Patricia Giovanna Cantú Velasco (born 25 November 1983), known professionally as Paty Cantú, is a Mexican singer who rose to fame as one of the founding members of the pop duo Lu.

==Early life==
Cantú was born in Houston, Texas on November 25, 1983, to Armando Cantú and Mercedes Velasco. A few months later, her family moved to Sonora and in 1987 they established in Guadalajara, Jalisco. At the age of 16, Cantú was drawn to entertaining people; she started taking bass and guitar lessons, eventually leaving law school to pursue her musical career.

==Music career==
===Lu===

Paty Cantú became a member of the Mexican pop duo Lu alongside Mario Sandoval. The pair rose to fame with hits like Por Besarte, Una Confusión and La Vida Después de Ti and being certified gold and platinum for both records in Mexico and USA.

_____

*ASSIGNMENT*: Render this sentence from the passage on Paty Cantú into Spanish: "Cantú was born in Houston, Texas on November 25, 1983, to Armando Cantú and Mercedes Velasco."

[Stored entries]

_____

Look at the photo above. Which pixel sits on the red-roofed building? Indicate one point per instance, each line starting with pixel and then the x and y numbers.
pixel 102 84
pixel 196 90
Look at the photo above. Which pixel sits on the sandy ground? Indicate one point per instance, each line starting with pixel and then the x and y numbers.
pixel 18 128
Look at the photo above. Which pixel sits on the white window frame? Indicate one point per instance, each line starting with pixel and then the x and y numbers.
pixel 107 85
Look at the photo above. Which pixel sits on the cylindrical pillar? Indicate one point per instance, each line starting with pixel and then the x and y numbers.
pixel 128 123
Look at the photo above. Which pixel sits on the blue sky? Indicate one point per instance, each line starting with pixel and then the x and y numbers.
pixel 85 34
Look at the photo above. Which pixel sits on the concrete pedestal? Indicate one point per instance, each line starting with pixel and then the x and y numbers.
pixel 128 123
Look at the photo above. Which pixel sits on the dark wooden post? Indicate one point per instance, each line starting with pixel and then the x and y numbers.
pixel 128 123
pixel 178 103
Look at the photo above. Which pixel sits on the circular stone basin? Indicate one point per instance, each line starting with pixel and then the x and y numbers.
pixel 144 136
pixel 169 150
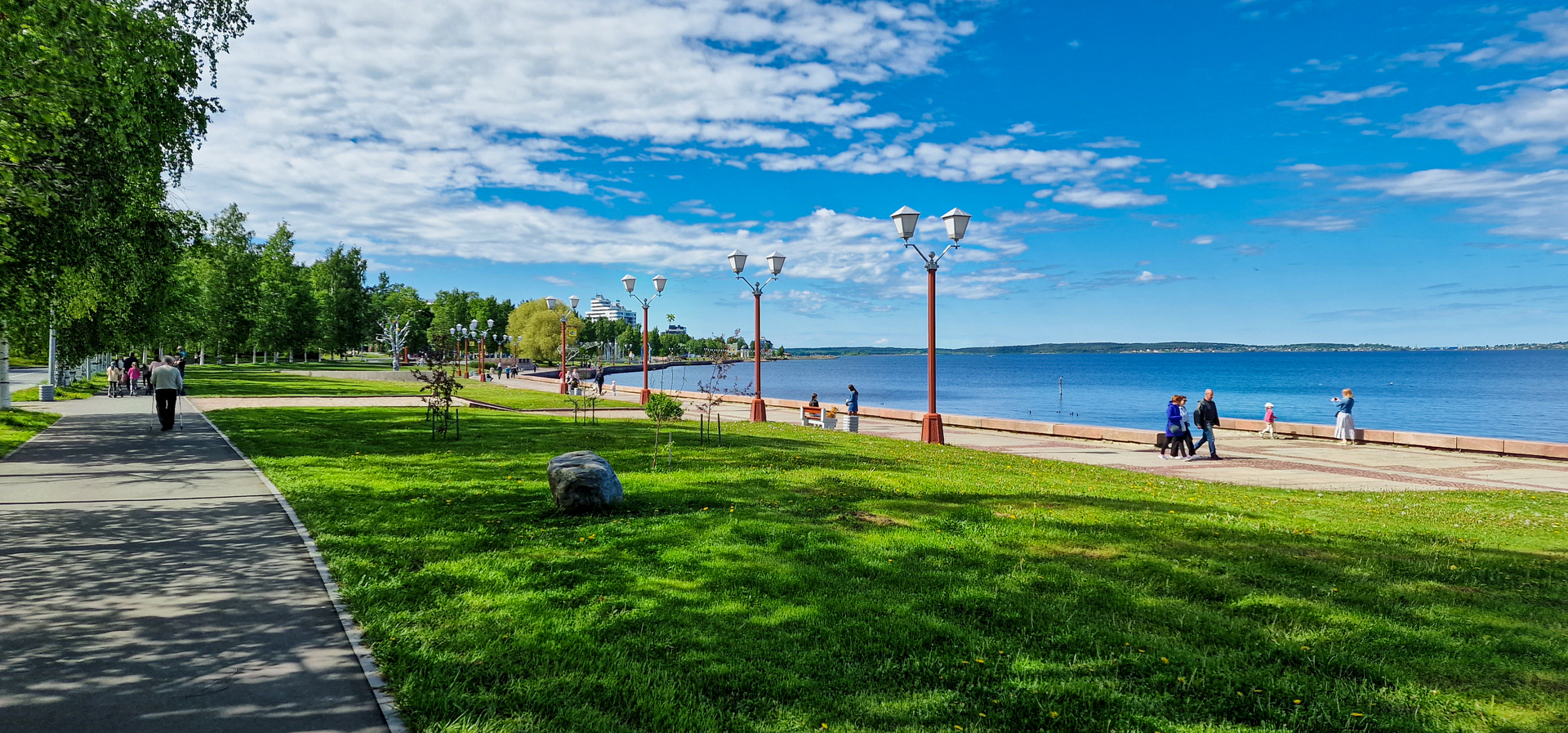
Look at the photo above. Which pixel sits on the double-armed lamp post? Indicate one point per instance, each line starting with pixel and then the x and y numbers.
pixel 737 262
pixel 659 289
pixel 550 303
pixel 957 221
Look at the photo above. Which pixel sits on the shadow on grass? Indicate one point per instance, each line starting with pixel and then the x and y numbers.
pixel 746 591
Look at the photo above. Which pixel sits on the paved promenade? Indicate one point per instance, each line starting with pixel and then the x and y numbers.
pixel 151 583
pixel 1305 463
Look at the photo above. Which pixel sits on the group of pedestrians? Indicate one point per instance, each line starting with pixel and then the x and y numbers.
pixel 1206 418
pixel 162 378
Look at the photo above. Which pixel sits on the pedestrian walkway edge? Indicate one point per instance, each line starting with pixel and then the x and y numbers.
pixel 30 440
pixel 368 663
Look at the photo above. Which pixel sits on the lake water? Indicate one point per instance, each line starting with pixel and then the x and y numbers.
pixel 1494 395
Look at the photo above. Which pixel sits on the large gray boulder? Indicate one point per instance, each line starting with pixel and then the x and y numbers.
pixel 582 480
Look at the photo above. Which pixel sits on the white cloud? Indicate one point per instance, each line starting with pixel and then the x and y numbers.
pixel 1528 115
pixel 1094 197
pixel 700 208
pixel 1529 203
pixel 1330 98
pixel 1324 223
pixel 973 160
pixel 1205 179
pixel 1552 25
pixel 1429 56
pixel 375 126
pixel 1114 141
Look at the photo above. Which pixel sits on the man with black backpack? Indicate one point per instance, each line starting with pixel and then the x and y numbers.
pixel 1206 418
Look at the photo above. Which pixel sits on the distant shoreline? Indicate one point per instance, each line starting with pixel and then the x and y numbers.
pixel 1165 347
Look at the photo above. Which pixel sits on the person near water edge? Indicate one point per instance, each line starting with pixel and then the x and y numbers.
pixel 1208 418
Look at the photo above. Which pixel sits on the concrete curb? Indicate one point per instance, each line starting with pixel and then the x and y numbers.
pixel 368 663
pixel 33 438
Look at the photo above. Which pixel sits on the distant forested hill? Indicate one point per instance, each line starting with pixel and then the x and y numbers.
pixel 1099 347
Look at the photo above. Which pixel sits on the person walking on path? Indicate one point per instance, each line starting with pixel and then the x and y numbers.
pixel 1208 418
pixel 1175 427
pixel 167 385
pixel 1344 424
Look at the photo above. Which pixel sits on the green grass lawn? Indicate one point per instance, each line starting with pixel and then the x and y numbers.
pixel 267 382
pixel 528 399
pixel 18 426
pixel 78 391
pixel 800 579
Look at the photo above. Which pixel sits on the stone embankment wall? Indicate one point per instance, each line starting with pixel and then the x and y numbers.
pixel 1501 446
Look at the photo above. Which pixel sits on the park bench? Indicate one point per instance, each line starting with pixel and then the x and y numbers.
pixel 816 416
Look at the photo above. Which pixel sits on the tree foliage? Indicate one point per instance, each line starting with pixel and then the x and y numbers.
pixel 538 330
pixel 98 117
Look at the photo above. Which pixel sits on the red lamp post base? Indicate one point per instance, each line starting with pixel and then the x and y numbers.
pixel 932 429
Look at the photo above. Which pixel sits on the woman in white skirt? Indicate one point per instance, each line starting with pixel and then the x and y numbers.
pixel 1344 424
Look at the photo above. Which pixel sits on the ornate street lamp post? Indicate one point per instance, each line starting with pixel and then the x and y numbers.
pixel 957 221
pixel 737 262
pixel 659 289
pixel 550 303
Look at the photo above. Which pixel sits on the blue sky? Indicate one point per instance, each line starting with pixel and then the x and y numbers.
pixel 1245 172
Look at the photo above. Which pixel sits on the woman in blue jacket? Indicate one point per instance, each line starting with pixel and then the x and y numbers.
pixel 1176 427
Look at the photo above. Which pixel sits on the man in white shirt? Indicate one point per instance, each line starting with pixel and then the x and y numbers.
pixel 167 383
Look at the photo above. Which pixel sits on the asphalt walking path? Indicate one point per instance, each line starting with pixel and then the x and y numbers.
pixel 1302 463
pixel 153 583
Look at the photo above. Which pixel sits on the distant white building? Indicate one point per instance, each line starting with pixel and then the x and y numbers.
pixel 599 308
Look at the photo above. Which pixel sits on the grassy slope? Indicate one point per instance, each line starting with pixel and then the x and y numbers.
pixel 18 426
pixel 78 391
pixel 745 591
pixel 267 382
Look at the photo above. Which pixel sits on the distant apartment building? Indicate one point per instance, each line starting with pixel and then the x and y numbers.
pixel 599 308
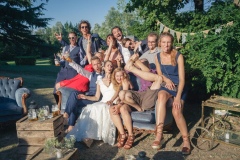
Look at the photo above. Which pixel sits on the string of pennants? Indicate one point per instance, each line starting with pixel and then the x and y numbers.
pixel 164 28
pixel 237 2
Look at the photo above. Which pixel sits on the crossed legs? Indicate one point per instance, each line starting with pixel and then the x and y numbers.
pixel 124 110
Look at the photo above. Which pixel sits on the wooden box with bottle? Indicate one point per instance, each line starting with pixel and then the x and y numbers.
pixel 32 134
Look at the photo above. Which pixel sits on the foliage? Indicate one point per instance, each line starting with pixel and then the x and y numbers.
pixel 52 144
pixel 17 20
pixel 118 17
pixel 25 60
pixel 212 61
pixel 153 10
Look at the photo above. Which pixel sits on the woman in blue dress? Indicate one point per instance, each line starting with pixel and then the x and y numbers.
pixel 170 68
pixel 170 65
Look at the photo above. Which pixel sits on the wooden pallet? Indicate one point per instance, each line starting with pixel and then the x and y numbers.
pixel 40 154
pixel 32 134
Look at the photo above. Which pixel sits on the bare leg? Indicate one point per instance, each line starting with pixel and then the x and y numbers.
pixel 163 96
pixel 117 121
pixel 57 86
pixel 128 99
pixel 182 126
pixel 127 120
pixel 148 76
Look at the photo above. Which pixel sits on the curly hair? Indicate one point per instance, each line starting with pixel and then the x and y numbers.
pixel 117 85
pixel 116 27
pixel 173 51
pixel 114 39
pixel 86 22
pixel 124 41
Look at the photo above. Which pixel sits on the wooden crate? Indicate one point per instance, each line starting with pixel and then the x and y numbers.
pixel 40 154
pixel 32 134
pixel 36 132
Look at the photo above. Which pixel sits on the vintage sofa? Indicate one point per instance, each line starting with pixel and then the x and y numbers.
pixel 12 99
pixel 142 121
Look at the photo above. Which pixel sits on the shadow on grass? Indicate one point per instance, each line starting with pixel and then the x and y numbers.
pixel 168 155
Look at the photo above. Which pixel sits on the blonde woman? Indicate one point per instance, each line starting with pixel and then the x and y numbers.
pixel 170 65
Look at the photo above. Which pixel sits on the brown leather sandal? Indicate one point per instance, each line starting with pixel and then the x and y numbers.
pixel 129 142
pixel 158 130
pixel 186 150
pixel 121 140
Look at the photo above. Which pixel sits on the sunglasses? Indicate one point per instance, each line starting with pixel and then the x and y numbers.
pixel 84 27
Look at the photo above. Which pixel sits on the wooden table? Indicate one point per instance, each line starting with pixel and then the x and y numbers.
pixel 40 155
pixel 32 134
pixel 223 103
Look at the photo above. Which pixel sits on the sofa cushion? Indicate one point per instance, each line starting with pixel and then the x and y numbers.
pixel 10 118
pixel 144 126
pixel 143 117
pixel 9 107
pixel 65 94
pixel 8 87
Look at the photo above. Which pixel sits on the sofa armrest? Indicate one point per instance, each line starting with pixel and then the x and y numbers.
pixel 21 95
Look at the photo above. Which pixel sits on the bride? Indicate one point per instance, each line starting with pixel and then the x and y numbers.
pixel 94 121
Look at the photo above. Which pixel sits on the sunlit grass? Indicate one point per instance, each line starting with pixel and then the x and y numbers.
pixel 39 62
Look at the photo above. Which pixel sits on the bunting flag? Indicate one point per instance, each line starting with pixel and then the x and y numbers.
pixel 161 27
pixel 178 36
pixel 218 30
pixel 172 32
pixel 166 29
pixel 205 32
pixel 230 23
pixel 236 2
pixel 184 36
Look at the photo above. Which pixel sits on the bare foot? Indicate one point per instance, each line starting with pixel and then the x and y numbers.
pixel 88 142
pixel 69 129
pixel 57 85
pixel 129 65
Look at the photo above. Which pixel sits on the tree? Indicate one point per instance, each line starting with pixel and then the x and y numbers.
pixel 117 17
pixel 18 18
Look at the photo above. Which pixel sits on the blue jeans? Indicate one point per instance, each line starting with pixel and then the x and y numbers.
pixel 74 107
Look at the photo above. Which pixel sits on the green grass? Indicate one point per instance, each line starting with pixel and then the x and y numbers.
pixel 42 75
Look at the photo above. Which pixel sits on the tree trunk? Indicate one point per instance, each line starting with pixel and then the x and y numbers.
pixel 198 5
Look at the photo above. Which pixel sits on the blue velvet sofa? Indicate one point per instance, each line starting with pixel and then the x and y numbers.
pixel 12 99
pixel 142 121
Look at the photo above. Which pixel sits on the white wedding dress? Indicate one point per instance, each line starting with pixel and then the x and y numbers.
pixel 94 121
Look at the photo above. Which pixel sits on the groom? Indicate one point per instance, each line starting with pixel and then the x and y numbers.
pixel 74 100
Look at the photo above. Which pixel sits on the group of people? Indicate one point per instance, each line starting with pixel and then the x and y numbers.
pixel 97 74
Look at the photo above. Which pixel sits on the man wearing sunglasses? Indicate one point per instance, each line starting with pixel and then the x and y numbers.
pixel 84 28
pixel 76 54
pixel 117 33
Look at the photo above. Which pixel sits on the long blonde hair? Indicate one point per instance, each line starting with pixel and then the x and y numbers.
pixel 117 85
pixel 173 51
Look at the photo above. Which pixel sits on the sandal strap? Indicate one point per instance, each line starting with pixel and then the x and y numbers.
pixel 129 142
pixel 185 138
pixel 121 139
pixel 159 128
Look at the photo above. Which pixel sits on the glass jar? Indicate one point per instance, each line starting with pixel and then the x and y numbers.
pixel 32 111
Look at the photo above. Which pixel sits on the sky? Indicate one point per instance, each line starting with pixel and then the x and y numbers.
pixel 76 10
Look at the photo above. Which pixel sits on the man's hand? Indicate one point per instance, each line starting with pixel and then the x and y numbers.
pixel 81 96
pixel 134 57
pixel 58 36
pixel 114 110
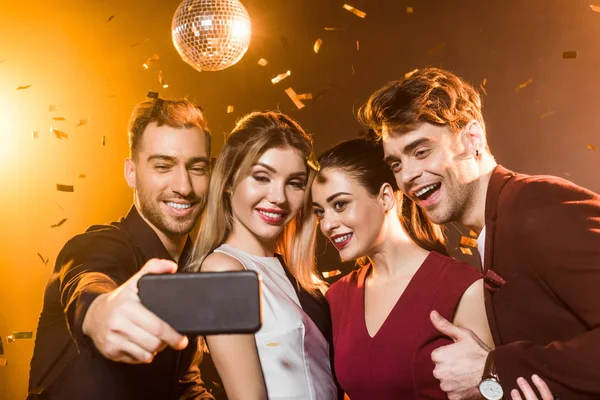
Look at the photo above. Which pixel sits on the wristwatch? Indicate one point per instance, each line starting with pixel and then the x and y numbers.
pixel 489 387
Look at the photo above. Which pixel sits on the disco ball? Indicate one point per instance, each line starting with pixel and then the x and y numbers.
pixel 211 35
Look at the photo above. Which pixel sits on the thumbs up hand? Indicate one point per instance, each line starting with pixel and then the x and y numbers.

_____

*WORKED SOLUTION*: Cantú nació en Houston, Texas, el 25 de noviembre de 1983, hija de Armando Cantú y Mercedes Velasco.